**Consigne**. Recopiez ces lignes en substituant « a single space » à « a tab character » dans tous les enregistrements, sans rien modifier d'autre.

[Données d'annotation de localisation d'objets]

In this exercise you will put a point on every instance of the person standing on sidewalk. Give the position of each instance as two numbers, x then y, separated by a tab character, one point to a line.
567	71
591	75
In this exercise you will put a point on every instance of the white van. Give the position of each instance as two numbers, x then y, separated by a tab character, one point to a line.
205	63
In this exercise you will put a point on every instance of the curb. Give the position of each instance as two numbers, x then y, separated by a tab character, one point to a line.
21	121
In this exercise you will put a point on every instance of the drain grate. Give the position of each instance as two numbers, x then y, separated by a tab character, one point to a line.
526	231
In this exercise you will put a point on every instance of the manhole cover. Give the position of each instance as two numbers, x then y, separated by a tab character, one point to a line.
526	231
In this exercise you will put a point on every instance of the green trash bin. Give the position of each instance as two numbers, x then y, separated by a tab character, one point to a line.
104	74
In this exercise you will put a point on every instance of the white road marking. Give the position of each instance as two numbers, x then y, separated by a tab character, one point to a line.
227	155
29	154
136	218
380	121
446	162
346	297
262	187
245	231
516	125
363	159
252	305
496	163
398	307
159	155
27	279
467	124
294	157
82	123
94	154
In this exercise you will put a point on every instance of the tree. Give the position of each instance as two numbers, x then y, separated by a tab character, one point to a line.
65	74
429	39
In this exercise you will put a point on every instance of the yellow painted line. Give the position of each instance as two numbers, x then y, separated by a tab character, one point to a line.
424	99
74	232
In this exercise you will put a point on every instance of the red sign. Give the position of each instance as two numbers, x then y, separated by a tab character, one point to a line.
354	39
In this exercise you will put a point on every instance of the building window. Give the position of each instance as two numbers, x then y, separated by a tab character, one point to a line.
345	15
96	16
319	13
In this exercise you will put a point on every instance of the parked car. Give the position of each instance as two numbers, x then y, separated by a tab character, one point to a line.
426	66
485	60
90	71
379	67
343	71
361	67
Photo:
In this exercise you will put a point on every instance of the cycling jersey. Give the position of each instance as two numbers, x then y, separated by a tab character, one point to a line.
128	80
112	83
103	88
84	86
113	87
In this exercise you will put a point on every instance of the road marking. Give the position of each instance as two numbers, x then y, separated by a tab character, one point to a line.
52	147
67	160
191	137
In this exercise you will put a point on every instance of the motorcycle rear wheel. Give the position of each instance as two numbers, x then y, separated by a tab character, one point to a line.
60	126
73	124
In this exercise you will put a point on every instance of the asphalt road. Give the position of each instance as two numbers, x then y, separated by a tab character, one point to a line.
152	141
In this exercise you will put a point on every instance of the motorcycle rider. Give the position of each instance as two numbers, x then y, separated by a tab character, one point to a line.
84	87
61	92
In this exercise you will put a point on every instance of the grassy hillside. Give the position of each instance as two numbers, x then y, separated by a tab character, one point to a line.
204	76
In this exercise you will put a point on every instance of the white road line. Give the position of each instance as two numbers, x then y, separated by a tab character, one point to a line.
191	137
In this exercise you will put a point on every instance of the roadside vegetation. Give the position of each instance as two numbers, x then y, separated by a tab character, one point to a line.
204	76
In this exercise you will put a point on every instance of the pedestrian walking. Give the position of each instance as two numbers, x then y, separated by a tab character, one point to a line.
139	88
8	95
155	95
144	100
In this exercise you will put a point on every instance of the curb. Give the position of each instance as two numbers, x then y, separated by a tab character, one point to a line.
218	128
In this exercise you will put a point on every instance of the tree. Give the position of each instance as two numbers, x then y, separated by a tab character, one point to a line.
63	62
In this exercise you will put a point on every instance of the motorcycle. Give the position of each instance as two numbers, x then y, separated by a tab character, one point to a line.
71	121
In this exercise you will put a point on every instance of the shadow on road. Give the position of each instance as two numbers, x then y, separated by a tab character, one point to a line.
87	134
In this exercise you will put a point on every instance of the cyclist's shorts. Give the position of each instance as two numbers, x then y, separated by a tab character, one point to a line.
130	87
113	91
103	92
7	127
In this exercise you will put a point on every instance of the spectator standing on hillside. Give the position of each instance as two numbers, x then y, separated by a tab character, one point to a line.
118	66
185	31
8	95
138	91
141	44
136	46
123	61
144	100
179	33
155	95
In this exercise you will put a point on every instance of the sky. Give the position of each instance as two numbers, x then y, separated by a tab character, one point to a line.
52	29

**Corrigé**.
In this exercise you will put a point on every instance of the person standing on sidewalk. Give the position of each instance as two numbers, x then y, separated by a single space, one point to a line.
567	71
591	75
In this exercise you will put a point on every instance of the white van. Give the position of each instance as two numbers, x then y, separated by a single space, one point to a line.
205	63
In this exercise you will put a point on every instance of the curb. Give the position of each instance as two numbers, x then y, separated by a single space, one point to a line.
21	121
In this exercise you will put a point on every instance of the drain grate. Give the position of each instance as two numbers, x then y, separated by a single space, one point to a line.
526	231
In this exercise you will put a point on every instance of the manhole cover. Give the position of each instance as two numbers, x then y, separated by a single space, one point to a line.
526	231
In this exercise you will put a point on every instance of the green trash bin. Give the position of each instance as two numbers, x then y, separated by a single space, one point to a line.
104	74
In this exercise you will put a point on every instance of the white road marking. Give the position of each instance as two numbers, x then y, separated by a single space, one point to a line.
227	155
29	154
136	218
380	121
446	162
346	297
262	187
245	231
516	125
363	159
252	305
496	163
398	307
159	155
27	279
467	124
294	157
82	123
94	154
In this exercise you will put a point on every instance of the tree. Give the position of each instance as two numbers, x then y, separated by a single space, one point to a line.
65	74
429	39
In this exercise you will put a point on every instance of the yellow painted line. Give the position of each instance as two numbers, x then y, separated by a single space, one point to a line.
424	99
74	232
In this exercise you will put a point on every instance of the red sign. Give the position of each instance as two numbers, x then y, separated by a single space, one point to a line.
354	39
In this exercise you will put a point on every instance of the building window. Give the position of each instance as two numbers, x then y, separated by a single space, one point to a line.
345	15
96	16
319	13
In this exercise you will put a point on every instance of the parked car. Give the position of each instance as two numbers, x then y, separated by a single space, one point to a line.
426	66
485	60
90	71
379	67
343	71
361	67
Photo:
In this exercise you will put a point on every instance of the cycling jersey. Give the position of each instance as two numbers, x then y, separated by a single space, one point to a line.
128	80
112	83
103	88
84	86
113	87
In this exercise you will put a point on every instance of the road marking. Give the position of each instance as two numbers, x then y, separated by a single space, one point to a line.
52	147
67	160
191	137
In this exercise you will put a point on every instance of the motorcycle rear wheel. Give the position of each instance as two numbers, x then y, separated by a single space, one point to a line.
60	126
73	124
In this exercise you will put a point on every instance of the asphalt road. Give the position of each instance as two numbers, x then y, separated by a single space, one point to a line.
152	141
In this exercise you will put a point on every instance of the motorcycle rider. Give the position of each instance as two numbers, x then y, separated by a single space, one point to a line.
84	87
61	92
In this exercise you will put a point on every instance of the grassy hillside. Give the position of each instance as two numbers, x then y, separated by a single space, one point to a line.
204	76
In this exercise you will put a point on every instance of the white road line. Give the position of each instance as two numbers, x then y, separated by a single space, one point to a line.
191	137
In this exercise you will put a point on every instance of the roadside vegetation. Give the position of each instance as two numbers, x then y, separated by a single space, one point to a line.
204	76
In this exercise you will put a point on every instance of the pedestrian walking. Give the position of each instance as two numbers, x then y, separated by a single space, one point to a line.
139	88
8	95
155	95
144	100
In this exercise you will put a point on every instance of the curb. Give the position of each instance as two numbers, x then y, separated by a single space, one point to a line.
218	128
In this exercise you will put a point on every instance of the tree. Give the position of each instance as two numbers, x then y, separated by a single space, one point to a line.
63	62
In this exercise you will put a point on every instance of the motorcycle. Give the position of each instance as two numbers, x then y, separated by a single space, one point to a line.
71	121
In this exercise you will put a point on every instance of the shadow on road. Give the position of each instance as two numbers, x then y, separated by a single space, one point to a line.
87	134
In this exercise you will put a point on every instance of the cyclist's shorts. Give the position of each instance as two numbers, x then y, separated by a single space, one point to a line.
130	87
113	91
103	92
7	127
In this exercise you will put a point on every instance of the spectator standing on hillside. Give the position of each instance as two numbers, x then y, separated by a single space, one point to a line.
118	66
185	31
8	95
138	91
141	44
136	46
123	61
144	100
179	33
155	95
In this exercise you will put a point on every instance of the sky. Give the position of each instance as two numbers, x then y, separated by a single space, one point to a line.
52	29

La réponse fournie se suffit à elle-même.